Safi Faye (November 22, 1943 – February 22, 2023) was a Senegalese film director and ethnologist. She was the first Sub-Saharan African woman to direct a commercially distributed feature film, Kaddu Beykat, which was released in 1975. She has directed several documentary and fiction films focusing on rural life in Senegal.

Biography

Early life and education
Safi Faye was born in 1943 in Dakar, Senegal, to an aristocratic Serer family. Her parents, the Fayes, were from Fad'jal, a village south of Dakar. She attended the Normal School in Rufisque and receiving her teaching certificate in 1962 or 1963, began teaching in Dakar.

In 1966 she went to the Dakar Festival of Negro Arts and met French ethnologist and filmmaker Jean Rouch. He encouraged her to use film making as an ethnographic tool. She had an acting role in his 1971 film Petit à petit. Faye has said that she dislikes Rouch's film but that working with him enabled her to learn about filmmaking and cinéma-vérité. In the 1970s she studied ethnology at the École pratique des hautes études and then at the Lumière Film School. She supported herself by working as a model, an actor and in film sound effects. In 1979, she received a PhD in ethnology from the University of Paris. From 1979 to 1980, Faye studied video production in Berlin and was a guest lecturer at the Free University of Berlin. She received a further degree in ethnology from the Sorbonne in 1988.
-*-*-
# What needs to be done
According to the Safi Faye biography, where and in what year did she earn her PhD in ethnology? The rest of the material comes from a separate source, unrelated to the Safi Faye biography.

# Data section
-*-*-
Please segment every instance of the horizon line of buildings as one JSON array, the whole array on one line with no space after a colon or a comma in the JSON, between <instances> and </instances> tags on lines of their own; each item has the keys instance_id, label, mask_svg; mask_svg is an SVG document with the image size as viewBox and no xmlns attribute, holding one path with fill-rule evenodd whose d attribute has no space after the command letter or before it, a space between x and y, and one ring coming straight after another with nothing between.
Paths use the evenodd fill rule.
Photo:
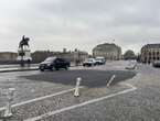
-*-*-
# Result of the exercise
She earned it from the University of Paris in 1979.